Segment Open

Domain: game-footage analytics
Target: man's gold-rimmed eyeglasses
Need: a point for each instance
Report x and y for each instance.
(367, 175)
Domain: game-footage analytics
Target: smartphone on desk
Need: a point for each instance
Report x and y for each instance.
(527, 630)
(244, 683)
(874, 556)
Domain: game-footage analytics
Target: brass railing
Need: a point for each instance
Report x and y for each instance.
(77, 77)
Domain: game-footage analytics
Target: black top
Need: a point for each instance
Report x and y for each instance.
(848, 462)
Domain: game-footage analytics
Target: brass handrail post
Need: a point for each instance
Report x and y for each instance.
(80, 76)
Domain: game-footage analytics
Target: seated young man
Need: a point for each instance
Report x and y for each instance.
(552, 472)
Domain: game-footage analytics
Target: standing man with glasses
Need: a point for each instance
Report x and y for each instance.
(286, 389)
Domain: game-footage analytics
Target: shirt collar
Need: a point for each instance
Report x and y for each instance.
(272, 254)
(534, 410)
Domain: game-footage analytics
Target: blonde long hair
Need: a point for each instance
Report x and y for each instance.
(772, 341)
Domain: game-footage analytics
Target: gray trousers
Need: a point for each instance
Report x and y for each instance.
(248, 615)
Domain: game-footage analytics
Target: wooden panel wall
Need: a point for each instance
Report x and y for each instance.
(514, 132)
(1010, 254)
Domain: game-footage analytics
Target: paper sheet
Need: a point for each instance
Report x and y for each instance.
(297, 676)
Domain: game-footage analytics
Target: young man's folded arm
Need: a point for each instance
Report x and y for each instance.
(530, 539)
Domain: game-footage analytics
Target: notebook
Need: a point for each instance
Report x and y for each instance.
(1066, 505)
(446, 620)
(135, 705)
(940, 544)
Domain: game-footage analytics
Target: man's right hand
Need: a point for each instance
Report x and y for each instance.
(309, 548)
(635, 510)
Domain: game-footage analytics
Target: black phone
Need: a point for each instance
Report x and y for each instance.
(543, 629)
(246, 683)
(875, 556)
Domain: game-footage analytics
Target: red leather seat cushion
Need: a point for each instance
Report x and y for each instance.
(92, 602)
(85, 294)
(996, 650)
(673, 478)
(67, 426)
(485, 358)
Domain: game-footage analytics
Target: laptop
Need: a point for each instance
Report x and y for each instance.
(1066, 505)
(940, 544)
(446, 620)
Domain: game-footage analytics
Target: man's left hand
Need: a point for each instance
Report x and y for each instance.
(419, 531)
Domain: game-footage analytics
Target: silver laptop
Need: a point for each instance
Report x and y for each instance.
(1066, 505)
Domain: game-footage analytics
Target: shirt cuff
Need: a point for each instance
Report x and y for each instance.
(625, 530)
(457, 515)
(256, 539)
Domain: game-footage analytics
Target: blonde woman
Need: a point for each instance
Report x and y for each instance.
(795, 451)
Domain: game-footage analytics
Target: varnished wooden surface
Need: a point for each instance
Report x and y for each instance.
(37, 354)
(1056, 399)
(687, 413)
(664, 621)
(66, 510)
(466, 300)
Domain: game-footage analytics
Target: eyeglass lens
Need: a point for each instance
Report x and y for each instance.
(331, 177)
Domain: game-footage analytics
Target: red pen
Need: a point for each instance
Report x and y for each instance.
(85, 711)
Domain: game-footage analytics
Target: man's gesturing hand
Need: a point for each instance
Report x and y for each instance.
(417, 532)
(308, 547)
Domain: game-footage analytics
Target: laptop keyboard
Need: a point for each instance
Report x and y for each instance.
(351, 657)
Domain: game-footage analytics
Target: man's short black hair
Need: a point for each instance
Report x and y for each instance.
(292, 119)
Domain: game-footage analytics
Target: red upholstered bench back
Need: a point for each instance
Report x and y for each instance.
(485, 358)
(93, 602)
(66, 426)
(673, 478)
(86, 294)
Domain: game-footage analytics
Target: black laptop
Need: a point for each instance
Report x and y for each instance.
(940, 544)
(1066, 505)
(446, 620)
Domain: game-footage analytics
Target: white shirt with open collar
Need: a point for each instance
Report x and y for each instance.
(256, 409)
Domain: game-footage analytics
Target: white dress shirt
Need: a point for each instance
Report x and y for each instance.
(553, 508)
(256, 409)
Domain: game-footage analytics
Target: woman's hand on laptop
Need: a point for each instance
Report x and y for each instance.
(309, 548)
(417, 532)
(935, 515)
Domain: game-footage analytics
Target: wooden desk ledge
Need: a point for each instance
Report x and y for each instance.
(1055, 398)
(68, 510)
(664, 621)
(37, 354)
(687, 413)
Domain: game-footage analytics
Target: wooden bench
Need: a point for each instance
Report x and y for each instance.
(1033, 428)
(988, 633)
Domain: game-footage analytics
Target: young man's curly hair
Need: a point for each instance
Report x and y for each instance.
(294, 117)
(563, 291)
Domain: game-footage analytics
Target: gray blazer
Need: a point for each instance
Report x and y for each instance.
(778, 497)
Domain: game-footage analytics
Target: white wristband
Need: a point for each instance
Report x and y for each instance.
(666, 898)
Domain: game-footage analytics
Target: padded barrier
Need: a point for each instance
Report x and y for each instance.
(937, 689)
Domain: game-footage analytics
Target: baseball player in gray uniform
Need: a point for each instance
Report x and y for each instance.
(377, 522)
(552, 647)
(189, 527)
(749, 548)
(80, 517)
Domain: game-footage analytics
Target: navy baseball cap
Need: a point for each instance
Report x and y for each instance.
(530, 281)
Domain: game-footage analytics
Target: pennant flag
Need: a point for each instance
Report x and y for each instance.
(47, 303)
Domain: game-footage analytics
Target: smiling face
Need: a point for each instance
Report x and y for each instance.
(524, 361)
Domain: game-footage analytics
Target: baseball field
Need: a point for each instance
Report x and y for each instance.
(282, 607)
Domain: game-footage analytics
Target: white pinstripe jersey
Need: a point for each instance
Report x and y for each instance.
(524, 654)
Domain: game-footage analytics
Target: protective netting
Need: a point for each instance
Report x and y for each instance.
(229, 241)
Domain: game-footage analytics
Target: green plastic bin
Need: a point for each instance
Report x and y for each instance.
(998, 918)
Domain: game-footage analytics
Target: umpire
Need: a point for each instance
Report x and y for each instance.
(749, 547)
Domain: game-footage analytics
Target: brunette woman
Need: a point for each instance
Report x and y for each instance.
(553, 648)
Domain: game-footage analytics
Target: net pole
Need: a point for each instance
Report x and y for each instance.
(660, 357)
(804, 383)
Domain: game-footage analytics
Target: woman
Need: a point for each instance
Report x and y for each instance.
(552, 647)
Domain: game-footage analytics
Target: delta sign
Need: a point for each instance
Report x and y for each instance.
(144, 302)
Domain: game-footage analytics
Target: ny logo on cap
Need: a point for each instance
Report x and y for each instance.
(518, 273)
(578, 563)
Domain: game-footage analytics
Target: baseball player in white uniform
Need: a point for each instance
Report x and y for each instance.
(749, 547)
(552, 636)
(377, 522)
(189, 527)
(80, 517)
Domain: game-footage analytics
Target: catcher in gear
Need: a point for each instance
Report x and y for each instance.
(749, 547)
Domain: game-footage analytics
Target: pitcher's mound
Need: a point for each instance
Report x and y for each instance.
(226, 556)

Segment Closed

In the entries, some lines may contain the word "blonde". Give how many do, as a number by itself.

* **SOLVED EXERCISE**
2